---- TEXTE SOURCE

ART CONTEMPORAIN

« Braguino » : Clément Cogitore filme un huis clos en pleine nature

Par Magali Lesauvage · Le Journal des Arts

Le 18 octobre 2017 - 467 mots

L’artiste et réalisateur expose au Bal des extraits d’un film tourné aux confins de la Sibérie, dans une famille isolée du reste du monde.

Paris.« Je vis ici depuis quarante ans. Je n’ai jamais vu les traces de pas d’un autre homme. » Celui qui s’exprime en ces termes s’appelle Sacha Braguine. Le lieu-dit où il vit, situé à 700 km de toute habitation, dans la taïga sibérienne, porte le même nom que lui. La soixantaine édentée, le voici, entouré de ses ouailles, enfants de tous âges dont la beauté angélique se décline en nuancier de blond platine, dans la cabane qu’il a lui-même construite, éclairée d’une unique lampe à pétrole. Misanthrope forcené (les hommes hors du camp sont dénommés « les corrompus »), Braguine faisait autrefois partie d’une communauté de vieux-croyants (groupe séparé de l’Église orthodoxe russe), dont la rigueur, semble-t-il, ne lui suffisait pas. Parti s’enfoncer plus loin encore dans les espaces sauvages, il a emmené avec lui une femme et fondé un foyer dans la boucle d’un fleuve qu’affectionnent aussi les ours bruns. Quelques années plus tard, la sœur de son épouse les a rejoints avec sa famille, les Kiline, avant qu’un mur ne soit rapidement érigé entre les deux familles. Le paradis perdu est alors devenu un enfer, celui d’une guerre fratricide aux accents bibliques.

--------

OBJECTIF
Recopiez mot pour mot le passage de l'article sur « Braguino » qui commence par « Le 18 octobre » et va jusqu'à « reste du monde. ».

---- LISTE RELEVÉE

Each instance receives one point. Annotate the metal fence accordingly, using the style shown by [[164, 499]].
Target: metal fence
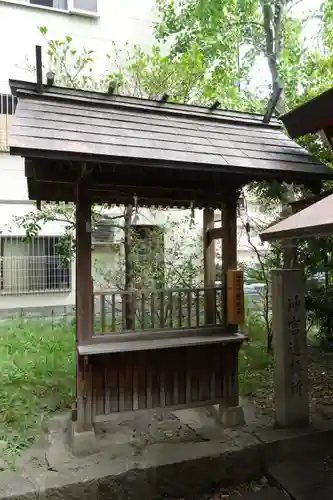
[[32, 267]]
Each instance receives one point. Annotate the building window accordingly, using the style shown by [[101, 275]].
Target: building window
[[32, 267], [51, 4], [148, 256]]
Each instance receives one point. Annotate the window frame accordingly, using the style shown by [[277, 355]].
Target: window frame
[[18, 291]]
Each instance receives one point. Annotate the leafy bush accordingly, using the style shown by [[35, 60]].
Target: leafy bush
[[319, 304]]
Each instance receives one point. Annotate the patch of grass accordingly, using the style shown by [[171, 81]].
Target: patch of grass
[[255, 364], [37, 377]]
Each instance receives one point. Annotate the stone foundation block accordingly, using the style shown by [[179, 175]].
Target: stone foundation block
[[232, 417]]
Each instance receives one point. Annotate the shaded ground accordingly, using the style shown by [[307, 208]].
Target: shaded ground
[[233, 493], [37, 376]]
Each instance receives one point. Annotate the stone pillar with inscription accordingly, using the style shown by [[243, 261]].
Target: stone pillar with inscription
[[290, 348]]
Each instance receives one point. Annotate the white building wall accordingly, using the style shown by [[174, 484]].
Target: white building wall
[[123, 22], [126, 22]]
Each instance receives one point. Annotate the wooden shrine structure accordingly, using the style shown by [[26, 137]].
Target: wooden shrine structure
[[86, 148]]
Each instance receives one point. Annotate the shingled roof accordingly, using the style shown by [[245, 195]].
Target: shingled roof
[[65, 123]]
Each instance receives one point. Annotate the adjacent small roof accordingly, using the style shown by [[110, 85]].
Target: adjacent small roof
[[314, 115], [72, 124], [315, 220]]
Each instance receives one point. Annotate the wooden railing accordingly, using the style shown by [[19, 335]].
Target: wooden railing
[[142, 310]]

--------
---- LISTE RELEVÉE

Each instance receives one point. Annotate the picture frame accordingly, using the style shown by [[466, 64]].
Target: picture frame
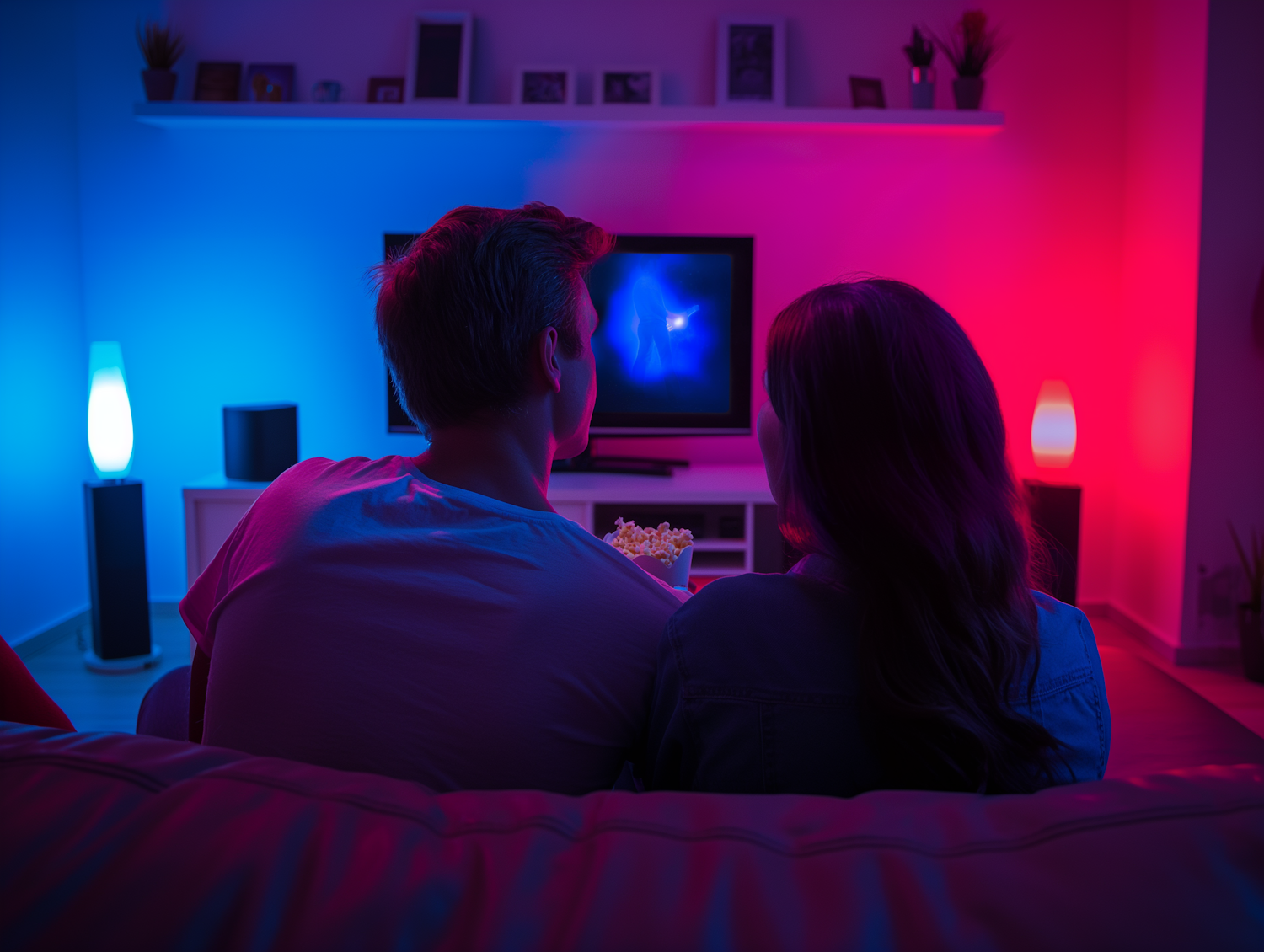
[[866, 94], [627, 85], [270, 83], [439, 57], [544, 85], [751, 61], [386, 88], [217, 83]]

--------

EXERCICE TERMINÉ
Le 18 octobre 2017 - 467 mots

L’artiste et réalisateur expose au Bal des extraits d’un film tourné aux confins de la Sibérie, dans une famille isolée du reste du monde.